START TEXT UNDER STUDY
Interview with Health-Conscious Cookbook Author Rhonda Peters: “So, What Can I Eat Now?!: Living Without Dairy, Soy, Eggs, and Wheat”
I embarked on a serious fitness journey this year. Last year I gained a significant amount of weight. Basically I was sitting on my booty and writing every day. Working from home meant I was only going from my bedroom to my computer and back. Two words: sedentary lifestyle.
Beauty and vanity aside, this is unhealthy for a number of reasons including the fact that both hypertension and diabetes run in my immediate family. I have lost several people I love prematurely due to preventable health issues, leading me to want to have my body be as healthy as possible.
I started working out again in January with treadmill cardio, added kettlebells weight training and changed my dietary plan. I’m down 15 pounds with 9 to go.
This is compounded by the fact that I suffer from food allergies. I have always been lactose intolerant as well as having issues with wheat but the rest of my food allergies seem to switch on and off at odd and random times. This usually means extremely terrible hives (spontaneous urticaria) which I have at times in reaction to shellfish/seafood (my favorite food) and peanuts. With regular fish I am generally fine and it’s best for me to cook for myself because unfortunately most restaurant foods have cross-contamination.
END TEXT UNDER STUDY
START ENTRIES SUPPLIED
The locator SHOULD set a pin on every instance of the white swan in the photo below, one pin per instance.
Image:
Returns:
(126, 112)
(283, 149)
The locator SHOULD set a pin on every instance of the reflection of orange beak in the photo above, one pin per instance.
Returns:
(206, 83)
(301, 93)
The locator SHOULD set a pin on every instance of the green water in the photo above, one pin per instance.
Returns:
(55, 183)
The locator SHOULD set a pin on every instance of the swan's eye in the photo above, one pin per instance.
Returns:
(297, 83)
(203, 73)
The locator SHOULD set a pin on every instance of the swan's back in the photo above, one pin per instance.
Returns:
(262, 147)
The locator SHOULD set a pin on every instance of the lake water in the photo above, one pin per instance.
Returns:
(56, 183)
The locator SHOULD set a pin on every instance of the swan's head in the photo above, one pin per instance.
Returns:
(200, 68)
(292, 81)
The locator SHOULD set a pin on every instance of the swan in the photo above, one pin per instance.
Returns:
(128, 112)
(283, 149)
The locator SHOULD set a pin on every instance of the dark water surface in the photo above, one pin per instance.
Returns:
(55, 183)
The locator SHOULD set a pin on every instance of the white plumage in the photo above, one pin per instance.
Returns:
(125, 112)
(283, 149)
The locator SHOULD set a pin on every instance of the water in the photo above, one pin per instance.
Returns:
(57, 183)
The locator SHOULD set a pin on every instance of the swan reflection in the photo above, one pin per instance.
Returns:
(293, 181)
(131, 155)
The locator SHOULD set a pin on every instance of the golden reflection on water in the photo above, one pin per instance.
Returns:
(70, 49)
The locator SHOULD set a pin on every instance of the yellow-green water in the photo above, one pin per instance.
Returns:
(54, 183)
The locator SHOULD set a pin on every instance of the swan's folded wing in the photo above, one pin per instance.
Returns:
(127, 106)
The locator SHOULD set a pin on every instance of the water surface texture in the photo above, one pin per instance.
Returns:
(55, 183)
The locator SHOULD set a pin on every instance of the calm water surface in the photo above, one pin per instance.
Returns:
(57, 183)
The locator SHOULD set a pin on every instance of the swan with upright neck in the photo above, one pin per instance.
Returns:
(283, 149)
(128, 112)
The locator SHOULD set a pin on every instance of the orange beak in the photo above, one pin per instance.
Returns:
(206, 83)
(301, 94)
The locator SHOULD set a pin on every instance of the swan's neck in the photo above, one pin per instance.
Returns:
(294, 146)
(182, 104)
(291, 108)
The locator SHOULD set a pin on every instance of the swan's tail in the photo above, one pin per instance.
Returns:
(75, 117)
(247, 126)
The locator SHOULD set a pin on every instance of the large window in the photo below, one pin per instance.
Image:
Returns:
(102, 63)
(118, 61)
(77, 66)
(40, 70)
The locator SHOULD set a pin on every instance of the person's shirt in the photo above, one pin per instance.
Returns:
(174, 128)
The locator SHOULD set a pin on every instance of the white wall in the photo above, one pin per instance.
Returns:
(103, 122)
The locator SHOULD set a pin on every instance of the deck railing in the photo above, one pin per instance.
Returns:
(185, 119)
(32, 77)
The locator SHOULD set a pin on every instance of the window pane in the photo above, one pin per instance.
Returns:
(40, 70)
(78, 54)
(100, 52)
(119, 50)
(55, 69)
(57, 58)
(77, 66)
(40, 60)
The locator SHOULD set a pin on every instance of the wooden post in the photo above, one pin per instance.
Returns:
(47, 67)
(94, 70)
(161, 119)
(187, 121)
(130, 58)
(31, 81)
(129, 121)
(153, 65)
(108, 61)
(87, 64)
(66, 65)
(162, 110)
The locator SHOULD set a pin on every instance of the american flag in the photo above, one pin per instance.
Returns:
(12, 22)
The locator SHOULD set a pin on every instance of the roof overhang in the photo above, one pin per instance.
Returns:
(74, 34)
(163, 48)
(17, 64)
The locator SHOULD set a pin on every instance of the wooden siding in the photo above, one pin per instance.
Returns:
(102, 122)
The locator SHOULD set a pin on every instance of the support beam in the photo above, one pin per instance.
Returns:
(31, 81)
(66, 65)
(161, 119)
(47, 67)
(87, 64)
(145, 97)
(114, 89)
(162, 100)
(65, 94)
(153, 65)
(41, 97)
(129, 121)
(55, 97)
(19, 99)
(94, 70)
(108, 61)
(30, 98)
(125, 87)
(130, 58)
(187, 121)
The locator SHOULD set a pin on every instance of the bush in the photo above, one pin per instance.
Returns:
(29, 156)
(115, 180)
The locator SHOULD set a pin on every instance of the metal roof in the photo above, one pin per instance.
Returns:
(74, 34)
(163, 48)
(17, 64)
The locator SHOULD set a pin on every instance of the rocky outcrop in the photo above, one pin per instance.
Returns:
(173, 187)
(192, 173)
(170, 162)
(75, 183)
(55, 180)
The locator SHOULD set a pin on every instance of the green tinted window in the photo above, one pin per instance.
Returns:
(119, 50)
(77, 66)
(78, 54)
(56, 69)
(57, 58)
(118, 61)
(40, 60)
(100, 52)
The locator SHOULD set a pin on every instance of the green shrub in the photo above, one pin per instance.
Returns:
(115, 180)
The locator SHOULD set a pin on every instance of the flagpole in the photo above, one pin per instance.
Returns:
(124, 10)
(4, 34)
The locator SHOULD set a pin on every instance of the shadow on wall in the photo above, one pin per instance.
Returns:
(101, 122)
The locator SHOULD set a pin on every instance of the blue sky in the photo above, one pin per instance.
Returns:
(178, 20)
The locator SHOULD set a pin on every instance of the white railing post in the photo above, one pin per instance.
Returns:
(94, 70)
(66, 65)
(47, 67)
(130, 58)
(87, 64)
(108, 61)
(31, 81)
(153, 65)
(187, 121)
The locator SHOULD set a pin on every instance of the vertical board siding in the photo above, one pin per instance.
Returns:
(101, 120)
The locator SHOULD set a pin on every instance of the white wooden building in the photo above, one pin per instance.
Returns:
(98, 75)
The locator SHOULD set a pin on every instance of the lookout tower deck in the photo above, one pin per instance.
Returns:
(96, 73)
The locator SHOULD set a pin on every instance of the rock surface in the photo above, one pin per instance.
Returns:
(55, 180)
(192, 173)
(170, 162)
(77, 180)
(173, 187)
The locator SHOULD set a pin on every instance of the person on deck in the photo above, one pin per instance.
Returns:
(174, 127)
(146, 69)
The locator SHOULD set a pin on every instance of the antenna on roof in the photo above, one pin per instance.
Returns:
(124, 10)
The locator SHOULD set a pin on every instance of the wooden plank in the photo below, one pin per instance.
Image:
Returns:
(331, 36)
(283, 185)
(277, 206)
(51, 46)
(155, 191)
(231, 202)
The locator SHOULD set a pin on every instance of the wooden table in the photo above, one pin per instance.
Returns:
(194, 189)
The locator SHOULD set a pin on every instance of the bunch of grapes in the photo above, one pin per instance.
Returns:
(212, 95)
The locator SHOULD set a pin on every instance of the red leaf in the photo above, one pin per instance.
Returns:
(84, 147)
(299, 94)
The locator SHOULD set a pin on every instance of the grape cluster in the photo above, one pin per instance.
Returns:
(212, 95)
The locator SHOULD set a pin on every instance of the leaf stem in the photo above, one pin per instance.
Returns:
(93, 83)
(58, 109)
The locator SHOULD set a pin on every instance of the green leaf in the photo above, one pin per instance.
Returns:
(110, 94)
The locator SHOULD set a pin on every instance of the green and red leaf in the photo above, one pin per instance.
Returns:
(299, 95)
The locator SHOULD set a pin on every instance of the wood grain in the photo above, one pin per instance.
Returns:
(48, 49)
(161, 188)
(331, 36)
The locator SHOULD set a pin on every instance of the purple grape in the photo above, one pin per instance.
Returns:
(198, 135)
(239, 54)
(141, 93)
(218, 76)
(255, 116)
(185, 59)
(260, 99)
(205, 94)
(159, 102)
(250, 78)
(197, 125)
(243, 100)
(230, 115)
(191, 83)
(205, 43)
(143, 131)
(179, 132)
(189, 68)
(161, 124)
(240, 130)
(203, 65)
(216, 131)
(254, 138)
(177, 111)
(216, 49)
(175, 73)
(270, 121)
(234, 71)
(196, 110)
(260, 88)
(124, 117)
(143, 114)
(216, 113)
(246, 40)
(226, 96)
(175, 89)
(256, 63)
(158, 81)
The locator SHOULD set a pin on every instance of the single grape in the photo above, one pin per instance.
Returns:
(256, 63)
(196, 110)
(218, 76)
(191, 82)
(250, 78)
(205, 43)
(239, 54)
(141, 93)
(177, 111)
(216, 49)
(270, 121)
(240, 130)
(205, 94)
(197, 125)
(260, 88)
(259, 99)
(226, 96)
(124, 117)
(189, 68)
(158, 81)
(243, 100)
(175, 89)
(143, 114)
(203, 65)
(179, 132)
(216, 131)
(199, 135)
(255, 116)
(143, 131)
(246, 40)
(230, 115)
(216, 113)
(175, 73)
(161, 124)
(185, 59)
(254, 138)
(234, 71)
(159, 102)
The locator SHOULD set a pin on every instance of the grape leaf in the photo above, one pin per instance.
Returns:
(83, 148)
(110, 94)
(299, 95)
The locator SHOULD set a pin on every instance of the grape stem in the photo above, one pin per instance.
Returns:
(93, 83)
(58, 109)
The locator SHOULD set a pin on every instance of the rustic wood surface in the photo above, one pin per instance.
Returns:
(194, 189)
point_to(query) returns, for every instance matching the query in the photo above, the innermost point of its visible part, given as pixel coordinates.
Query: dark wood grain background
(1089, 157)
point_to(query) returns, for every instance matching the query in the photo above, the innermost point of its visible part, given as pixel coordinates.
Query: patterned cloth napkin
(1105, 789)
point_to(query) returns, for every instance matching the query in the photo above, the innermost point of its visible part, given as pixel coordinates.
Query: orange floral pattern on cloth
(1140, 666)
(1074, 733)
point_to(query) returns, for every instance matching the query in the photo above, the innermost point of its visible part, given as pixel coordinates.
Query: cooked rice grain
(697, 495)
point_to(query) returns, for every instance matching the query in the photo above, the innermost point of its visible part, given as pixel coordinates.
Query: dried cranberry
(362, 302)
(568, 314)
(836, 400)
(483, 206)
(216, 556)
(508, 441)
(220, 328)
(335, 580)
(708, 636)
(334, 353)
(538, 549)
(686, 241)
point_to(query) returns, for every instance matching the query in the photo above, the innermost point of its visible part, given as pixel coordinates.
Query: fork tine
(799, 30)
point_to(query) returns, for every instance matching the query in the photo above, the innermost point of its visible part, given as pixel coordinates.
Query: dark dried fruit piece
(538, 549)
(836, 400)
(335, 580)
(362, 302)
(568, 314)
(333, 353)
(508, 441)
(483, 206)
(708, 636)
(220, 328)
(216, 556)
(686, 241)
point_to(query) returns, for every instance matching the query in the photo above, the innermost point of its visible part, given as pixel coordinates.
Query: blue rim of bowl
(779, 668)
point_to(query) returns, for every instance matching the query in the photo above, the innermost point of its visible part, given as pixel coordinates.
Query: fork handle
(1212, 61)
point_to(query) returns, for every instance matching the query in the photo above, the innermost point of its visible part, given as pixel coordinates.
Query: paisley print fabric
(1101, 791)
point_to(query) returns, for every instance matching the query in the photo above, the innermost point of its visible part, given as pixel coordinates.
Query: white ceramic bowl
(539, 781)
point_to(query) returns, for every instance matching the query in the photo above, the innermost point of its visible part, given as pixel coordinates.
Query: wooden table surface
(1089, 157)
END ENTRIES SUPPLIED
PROBLEM 1 |
In the interview text, how many pounds has the writer lost so far?
PROBLEM 2 |
Reproduce the part of the interview text that opens with the words "I embarked on" and closes with "with 9 to go.".
The entries have nothing to do with the interview text.

YOUR SOLUTION 1 |
15 pounds.

YOUR SOLUTION 2 |
I embarked on a serious fitness journey this year. Last year I gained a significant amount of weight. Basically I was sitting on my booty and writing every day. Working from home meant I was only going from my bedroom to my computer and back. Two words: sedentary lifestyle.
Beauty and vanity aside, this is unhealthy for a number of reasons including the fact that both hypertension and diabetes run in my immediate family. I have lost several people I love prematurely due to preventable health issues, leading me to want to have my body be as healthy as possible.
I started working out again in January with treadmill cardio, added kettlebells weight training and changed my dietary plan. I’m down 15 pounds with 9 to go.